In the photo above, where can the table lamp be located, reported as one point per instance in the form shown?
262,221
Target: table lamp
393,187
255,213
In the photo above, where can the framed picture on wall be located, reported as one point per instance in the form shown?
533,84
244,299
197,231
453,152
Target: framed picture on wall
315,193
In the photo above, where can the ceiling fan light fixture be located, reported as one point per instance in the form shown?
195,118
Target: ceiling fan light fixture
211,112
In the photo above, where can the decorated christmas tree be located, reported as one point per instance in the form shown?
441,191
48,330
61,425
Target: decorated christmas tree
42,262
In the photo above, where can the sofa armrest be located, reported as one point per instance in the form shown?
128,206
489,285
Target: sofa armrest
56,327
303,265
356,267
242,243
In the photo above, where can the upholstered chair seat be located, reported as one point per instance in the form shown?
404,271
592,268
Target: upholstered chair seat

◇ ◇ ◇ ◇

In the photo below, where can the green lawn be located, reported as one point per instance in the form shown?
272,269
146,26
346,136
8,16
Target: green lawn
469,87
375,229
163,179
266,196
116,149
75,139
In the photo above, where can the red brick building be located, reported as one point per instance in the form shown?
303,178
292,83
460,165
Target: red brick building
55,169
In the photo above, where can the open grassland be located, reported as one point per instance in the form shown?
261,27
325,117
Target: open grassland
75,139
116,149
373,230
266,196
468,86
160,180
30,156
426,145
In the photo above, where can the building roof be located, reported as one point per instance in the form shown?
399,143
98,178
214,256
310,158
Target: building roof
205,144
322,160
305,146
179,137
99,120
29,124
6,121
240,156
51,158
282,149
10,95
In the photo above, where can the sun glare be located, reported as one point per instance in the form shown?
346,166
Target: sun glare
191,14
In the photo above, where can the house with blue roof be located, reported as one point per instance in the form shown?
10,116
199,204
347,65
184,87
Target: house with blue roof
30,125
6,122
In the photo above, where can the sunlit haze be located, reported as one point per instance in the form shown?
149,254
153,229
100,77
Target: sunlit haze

◇ ◇ ◇ ◇

Copy the rows from the line containing "In the photo above, where can the upholstered" through the line containing "Target: upholstered chair seat", including both of those lines.

- **Result below**:
In the photo above, where can the upholstered chair seat be located, reported as one point per instance in the form shown?
404,271
592,268
Target: upholstered chair seat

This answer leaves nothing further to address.